**DOCUMENT**
[Petites histoires de résidences fermées] Mixité sociale et vue sur mer
Certaines copropriétés choisissent un matin de fermer un accès, puis un autre, quand d'autres sont vendues sur plan avec barrières et portails dernier cri. Mais ces choix, privés, ne sont pas sans conséquences pour l'espace public. Ce troisième épisode se penche sur les Terrasses de la Méditerranée, résidence cossue en plein quartiers nord, où les copropriétaires ont découvert, parfois malgré eux, la mixité sociale.
[Petites histoires de résidences fermées] Mixité sociale et vue sur mer
La série d’articles consacrée aux résidences fermées a été réalisée en partenariat avec une équipe de chercheurs du Laboratoire population environnement développement (LPED) de l’université Aix-Marseille, sous la direction d’E.Dorier, déjà évoqué dans Marsactu. Retrouvez au bas de cet article un décryptage de cette situation par Elisabeth Dorier, chercheuse en géographie.
La carte postale était alléchante. “On m’a présenté le projet, et en l’espace de cinq minutes, j’ai fait le premier chèque”, se rappelle encore Bernard G., presque 10 ans après. “Des maisons de ville et des appartements au sein d’un domaine clos, paysager et sécurisé, dans un quartier en plein renouveau”, vantait un communiqué de presse de la Ville de Marseille à l’époque de sa construction. Plus concrètement, 250 logements, dont 54 villas et le reste d’appartements, juchés sur une colline, surplombant le centre commercial Grand littoral, et, mieux encore, la rade de Marseille, le Frioul, Notre-Dame de la Garde, etc.

**LIGNES ENREGISTRÉES**
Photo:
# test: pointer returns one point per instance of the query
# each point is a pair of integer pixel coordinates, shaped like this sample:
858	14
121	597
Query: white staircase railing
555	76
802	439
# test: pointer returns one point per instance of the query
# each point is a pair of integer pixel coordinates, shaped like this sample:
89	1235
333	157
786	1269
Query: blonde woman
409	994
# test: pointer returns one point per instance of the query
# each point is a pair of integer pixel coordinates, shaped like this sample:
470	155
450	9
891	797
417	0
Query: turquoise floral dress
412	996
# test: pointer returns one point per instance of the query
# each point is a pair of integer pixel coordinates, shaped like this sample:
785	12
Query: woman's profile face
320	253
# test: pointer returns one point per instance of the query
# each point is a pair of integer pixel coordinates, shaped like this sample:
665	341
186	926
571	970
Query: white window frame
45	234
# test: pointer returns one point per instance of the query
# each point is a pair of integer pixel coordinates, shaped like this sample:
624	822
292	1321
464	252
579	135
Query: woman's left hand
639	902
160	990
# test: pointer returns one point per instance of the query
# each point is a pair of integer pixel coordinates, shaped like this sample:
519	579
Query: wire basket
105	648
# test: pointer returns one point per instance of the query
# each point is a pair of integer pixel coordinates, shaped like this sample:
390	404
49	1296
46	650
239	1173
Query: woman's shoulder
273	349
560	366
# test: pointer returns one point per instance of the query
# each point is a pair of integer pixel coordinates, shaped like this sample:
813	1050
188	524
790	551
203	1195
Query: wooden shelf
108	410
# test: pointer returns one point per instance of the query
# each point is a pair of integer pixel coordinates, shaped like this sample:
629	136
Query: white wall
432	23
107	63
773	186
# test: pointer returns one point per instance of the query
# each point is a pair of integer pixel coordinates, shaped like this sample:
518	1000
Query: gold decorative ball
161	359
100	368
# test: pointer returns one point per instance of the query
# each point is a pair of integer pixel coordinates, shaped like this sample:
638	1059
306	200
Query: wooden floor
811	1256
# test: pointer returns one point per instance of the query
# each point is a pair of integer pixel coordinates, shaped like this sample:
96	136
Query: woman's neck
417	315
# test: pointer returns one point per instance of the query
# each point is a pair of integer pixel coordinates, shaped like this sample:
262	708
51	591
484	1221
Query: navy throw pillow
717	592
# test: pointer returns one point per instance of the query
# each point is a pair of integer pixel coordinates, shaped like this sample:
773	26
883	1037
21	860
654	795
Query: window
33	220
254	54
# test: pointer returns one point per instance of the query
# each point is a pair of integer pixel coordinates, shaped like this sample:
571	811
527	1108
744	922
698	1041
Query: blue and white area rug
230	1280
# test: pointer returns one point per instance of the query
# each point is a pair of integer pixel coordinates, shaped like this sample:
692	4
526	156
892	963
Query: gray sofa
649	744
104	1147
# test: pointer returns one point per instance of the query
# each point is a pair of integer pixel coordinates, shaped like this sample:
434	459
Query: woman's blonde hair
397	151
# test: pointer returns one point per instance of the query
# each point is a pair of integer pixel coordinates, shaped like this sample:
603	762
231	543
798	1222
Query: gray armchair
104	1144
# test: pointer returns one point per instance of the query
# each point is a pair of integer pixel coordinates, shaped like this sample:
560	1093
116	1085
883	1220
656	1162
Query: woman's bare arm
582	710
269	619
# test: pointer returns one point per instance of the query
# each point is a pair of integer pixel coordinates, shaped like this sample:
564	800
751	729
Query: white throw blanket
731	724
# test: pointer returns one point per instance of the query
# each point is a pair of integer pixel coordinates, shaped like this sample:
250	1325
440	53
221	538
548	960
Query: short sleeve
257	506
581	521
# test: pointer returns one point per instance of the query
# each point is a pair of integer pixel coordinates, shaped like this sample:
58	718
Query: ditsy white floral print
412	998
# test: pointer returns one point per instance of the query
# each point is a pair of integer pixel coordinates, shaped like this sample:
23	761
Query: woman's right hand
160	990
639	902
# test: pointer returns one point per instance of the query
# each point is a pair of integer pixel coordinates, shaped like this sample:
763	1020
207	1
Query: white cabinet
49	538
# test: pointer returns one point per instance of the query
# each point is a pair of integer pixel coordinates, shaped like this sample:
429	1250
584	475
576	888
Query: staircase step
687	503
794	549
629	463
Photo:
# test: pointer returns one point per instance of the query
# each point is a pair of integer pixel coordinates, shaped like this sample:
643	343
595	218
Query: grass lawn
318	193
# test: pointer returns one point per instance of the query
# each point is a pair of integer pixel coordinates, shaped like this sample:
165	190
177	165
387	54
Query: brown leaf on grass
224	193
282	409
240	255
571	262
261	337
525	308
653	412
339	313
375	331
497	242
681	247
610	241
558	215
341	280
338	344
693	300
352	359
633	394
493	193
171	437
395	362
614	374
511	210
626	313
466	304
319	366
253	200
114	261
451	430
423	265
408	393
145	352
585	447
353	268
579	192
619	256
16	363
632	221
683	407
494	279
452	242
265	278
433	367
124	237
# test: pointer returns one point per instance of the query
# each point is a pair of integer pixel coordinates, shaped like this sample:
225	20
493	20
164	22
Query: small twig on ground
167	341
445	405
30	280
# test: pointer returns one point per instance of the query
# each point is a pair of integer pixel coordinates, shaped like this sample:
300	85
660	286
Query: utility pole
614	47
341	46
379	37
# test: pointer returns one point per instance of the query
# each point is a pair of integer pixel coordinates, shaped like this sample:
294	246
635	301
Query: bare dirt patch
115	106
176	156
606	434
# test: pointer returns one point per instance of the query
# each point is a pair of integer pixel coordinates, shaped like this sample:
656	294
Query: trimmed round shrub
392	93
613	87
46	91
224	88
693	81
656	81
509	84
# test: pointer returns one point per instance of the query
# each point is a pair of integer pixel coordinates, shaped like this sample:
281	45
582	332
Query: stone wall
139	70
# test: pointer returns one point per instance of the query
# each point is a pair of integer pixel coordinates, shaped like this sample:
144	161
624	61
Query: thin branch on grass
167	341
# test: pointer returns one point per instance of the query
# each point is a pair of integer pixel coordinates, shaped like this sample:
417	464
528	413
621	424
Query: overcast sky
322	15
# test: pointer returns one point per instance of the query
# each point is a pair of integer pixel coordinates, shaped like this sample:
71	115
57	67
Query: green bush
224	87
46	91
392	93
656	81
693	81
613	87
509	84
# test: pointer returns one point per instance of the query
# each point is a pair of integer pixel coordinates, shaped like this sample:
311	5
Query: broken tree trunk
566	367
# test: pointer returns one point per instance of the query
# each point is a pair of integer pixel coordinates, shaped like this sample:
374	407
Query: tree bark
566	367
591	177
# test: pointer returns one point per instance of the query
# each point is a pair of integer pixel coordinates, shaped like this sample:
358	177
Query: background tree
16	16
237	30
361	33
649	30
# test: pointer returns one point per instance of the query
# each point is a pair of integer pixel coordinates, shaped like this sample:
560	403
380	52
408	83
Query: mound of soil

**CONSIGNES DE TRAVAIL**
D'après l'article sur les Terrasses de la Méditerranée, combien de logements compte cette résidence ?

**RÉPONSE CI-DESSOUS**
250 logements, dont 54 villas, le reste étant des appartements.